_Excerpt provided_
People v. Davis

Decision Date08 October 2020
Docket Number110006
Citation187 A.D.3d 1291,131 N.Y.S.3d 447
Parties The PEOPLE of the State of New York, Respondent, v. Rodney R. DAVIS, Appellant.
CourtNew York Supreme Court — Appellate Division

Michael T. Baker, Public Defender, Binghamton (Alison C. Gachter of counsel), for appellant.

Michael A. Korchak, District Attorney, Binghamton (Rita M. Basile of counsel), for respondent.

Before: Garry, P.J., Egan Jr., Lynch, Mulvey and Reynolds Fitzgerald, JJ.

MEMORANDUM AND ORDER

Egan Jr., J.

Appeal from a judgment of the County Court of Broome County (Dooley, J.), rendered May 19, 2017, convicting defendant upon his plea of guilty of the crime of attempted criminal possession of a controlled substance in the fourth degree.

(Object detection data)
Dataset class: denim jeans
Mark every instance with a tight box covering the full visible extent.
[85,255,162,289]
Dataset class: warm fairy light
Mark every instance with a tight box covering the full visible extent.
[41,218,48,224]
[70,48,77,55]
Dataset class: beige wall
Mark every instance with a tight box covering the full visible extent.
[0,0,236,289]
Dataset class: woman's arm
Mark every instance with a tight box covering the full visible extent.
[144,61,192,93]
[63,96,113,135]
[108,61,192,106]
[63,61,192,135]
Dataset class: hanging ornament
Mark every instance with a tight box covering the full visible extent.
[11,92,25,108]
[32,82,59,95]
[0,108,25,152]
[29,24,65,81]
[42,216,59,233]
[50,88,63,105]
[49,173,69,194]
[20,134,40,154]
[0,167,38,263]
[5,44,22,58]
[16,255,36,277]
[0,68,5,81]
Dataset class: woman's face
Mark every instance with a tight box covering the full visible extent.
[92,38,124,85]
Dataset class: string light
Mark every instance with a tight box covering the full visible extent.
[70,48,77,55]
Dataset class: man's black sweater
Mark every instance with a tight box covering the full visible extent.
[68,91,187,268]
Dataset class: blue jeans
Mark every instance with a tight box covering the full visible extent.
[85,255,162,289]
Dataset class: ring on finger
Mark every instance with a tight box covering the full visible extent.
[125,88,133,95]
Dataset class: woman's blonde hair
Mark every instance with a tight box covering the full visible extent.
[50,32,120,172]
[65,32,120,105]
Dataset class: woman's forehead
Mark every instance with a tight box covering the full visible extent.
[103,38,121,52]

_Goal of the exercise_
Copy out the People v. Davis decision word for word, from its title through the final sentence. These records were drawn from a separate source.

_Finished task_
People v. Davis

Decision Date08 October 2020
Docket Number110006
Citation187 A.D.3d 1291,131 N.Y.S.3d 447
Parties The PEOPLE of the State of New York, Respondent, v. Rodney R. DAVIS, Appellant.
CourtNew York Supreme Court — Appellate Division

Michael T. Baker, Public Defender, Binghamton (Alison C. Gachter of counsel), for appellant.

Michael A. Korchak, District Attorney, Binghamton (Rita M. Basile of counsel), for respondent.

Before: Garry, P.J., Egan Jr., Lynch, Mulvey and Reynolds Fitzgerald, JJ.

MEMORANDUM AND ORDER

Egan Jr., J.

Appeal from a judgment of the County Court of Broome County (Dooley, J.), rendered May 19, 2017, convicting defendant upon his plea of guilty of the crime of attempted criminal possession of a controlled substance in the fourth degree.